Task instructions —
Echo the data verbatim from the line containing "Return the outline of every instance of the reflection" through the line containing "[[[151,82],[78,87],[0,114],[0,191],[255,191],[255,117]]]", including both of those lines.

Given information —
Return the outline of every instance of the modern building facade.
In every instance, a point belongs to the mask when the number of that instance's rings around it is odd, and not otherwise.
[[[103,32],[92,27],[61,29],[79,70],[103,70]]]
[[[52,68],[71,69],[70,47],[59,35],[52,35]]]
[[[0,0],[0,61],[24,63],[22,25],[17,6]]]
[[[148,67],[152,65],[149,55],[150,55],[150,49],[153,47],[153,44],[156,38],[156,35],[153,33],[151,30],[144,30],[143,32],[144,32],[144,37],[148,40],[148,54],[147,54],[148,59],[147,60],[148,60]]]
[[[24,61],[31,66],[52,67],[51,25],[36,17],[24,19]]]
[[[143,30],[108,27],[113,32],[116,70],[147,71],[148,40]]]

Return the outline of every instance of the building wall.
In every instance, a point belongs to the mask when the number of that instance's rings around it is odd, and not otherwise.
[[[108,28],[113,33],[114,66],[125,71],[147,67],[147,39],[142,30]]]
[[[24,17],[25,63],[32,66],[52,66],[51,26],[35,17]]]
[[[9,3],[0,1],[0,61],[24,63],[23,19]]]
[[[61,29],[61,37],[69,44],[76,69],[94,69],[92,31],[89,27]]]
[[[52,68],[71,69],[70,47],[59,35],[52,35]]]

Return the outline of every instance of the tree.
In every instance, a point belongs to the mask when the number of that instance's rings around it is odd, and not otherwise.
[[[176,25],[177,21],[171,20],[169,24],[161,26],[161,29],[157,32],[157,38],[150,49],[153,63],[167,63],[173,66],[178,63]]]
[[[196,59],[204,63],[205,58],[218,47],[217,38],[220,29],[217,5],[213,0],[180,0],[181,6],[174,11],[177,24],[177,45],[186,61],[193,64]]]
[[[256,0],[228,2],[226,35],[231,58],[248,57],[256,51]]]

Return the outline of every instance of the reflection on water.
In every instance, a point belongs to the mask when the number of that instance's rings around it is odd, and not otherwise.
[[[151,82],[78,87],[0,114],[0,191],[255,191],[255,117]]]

---

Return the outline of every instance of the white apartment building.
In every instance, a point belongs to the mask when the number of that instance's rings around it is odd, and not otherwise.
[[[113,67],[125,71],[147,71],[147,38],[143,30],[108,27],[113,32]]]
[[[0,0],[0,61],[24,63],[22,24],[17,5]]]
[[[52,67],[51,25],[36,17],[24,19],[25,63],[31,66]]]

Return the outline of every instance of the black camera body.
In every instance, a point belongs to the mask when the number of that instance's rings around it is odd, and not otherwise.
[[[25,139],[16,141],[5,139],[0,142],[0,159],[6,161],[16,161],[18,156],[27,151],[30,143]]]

Written solution —
Return the outline of every instance of the reflection on water.
In every instance, a point belongs to the mask when the number of that instance's rings around it is odd, and not otherwise.
[[[151,82],[78,87],[0,114],[0,191],[255,191],[255,117]]]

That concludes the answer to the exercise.